> **Requirements**
Copy the items starting at the line that contains "the man wearing" and ending at the line that contains "351), (461, 240)]", both included, without changing a character.

> **Provided data**
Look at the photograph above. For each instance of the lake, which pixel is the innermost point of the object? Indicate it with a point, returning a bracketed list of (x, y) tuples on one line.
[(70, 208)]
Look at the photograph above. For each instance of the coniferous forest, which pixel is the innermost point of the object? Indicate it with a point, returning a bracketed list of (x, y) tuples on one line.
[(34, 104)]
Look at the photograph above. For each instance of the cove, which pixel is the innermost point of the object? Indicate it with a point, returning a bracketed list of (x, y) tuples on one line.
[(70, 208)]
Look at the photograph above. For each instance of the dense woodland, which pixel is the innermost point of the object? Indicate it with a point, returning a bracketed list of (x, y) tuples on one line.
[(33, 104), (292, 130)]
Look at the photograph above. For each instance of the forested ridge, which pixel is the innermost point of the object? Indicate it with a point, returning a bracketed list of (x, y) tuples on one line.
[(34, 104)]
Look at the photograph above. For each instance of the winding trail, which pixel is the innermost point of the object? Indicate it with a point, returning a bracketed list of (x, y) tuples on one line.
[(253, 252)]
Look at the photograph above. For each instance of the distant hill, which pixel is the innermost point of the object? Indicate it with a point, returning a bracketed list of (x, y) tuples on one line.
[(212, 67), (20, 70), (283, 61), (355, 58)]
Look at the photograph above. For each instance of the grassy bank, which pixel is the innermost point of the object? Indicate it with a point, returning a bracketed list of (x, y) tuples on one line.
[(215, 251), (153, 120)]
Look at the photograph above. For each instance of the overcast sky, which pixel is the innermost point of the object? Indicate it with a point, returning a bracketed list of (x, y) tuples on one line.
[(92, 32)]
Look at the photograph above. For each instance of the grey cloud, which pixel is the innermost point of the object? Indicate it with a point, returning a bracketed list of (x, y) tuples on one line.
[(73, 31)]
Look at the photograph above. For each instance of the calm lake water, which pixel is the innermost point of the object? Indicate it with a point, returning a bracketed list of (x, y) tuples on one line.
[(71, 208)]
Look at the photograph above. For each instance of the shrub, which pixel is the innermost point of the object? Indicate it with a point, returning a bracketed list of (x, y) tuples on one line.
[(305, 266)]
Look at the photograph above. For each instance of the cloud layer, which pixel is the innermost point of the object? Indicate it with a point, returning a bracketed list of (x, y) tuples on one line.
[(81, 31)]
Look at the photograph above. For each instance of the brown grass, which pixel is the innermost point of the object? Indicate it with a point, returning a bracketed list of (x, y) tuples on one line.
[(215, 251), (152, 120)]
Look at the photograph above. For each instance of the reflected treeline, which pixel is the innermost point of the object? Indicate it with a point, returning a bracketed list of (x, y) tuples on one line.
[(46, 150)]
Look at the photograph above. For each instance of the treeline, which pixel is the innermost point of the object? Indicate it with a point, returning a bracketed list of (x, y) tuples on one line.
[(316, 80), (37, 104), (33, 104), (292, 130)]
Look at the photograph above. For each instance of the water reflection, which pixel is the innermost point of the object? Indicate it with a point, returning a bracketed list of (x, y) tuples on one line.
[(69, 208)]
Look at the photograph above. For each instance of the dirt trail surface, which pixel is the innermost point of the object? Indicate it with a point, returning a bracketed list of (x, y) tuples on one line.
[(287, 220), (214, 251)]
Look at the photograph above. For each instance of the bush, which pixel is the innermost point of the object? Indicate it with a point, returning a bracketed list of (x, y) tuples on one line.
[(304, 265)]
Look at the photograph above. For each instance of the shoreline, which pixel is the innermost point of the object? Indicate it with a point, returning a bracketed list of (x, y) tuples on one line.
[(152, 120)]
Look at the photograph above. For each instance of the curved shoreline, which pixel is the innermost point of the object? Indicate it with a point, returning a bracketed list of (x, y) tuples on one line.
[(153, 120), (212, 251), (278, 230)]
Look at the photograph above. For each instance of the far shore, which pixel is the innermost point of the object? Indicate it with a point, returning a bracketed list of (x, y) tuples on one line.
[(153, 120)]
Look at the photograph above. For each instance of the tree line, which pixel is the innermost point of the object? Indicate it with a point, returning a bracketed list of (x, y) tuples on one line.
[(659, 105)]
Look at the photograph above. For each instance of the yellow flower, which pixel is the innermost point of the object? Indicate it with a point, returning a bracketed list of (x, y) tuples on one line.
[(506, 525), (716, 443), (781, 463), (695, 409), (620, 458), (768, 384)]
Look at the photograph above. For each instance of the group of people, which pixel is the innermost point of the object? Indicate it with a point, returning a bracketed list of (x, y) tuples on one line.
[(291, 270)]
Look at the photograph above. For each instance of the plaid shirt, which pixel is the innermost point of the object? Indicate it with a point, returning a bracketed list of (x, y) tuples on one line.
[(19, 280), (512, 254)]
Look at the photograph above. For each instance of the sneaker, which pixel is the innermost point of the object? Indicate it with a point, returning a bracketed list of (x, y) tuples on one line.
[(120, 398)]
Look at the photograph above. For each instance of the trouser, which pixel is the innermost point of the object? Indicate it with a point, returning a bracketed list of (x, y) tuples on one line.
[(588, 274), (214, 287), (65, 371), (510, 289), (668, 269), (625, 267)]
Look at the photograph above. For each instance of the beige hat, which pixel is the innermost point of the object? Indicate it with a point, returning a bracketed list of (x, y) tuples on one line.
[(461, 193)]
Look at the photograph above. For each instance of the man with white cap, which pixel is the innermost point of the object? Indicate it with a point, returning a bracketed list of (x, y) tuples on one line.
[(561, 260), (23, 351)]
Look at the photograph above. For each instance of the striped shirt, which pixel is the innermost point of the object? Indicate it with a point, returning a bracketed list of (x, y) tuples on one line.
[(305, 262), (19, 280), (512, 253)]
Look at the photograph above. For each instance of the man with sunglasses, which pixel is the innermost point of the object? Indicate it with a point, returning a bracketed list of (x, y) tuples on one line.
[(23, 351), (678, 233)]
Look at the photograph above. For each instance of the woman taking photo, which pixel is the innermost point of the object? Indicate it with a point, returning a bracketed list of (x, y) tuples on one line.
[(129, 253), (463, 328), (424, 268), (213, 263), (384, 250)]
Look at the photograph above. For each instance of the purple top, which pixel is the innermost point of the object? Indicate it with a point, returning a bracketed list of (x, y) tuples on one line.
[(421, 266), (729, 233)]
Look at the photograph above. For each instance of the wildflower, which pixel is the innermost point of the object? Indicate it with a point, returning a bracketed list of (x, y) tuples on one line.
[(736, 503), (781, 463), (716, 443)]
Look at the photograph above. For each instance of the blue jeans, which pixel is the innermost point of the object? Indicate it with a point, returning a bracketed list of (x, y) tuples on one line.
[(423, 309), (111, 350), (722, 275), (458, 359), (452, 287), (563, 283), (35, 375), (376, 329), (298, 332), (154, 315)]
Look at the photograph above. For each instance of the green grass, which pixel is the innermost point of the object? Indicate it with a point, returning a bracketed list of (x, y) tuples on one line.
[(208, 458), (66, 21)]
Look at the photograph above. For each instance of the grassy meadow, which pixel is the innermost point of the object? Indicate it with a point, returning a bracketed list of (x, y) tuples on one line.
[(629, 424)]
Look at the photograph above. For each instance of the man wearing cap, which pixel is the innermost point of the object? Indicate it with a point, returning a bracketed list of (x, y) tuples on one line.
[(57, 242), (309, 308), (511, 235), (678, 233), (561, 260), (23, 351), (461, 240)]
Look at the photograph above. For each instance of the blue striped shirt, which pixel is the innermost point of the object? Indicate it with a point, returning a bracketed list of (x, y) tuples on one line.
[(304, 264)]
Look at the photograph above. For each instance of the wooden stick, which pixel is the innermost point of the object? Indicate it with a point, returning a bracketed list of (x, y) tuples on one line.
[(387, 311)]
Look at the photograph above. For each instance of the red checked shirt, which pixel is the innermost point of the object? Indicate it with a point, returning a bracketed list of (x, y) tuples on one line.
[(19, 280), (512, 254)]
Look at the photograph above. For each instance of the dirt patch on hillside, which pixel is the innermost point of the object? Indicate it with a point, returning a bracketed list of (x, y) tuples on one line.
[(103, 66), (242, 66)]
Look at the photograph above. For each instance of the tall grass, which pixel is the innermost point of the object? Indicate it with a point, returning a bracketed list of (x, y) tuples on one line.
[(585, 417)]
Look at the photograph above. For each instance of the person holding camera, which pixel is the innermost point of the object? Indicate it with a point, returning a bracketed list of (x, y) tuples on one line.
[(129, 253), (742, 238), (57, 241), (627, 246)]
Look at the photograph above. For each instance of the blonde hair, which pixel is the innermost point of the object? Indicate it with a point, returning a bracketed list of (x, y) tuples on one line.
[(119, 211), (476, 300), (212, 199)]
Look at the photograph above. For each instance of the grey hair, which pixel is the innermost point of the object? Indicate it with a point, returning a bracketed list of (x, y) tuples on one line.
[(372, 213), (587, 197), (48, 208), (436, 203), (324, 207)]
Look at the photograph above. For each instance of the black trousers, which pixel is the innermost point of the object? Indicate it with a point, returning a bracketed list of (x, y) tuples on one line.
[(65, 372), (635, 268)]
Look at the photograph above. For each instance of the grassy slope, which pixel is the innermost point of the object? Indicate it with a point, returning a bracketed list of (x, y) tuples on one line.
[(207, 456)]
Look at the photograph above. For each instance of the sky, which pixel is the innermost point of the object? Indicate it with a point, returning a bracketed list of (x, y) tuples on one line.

> **Answer in full**
Look at the photograph above. For each instance of the man wearing cap, which pixel is the innermost point of the object? Indicate it with a point, returning a bracketed list of (x, y) tuples on one line.
[(57, 242), (309, 308), (511, 235), (678, 233), (561, 260), (23, 351), (461, 240)]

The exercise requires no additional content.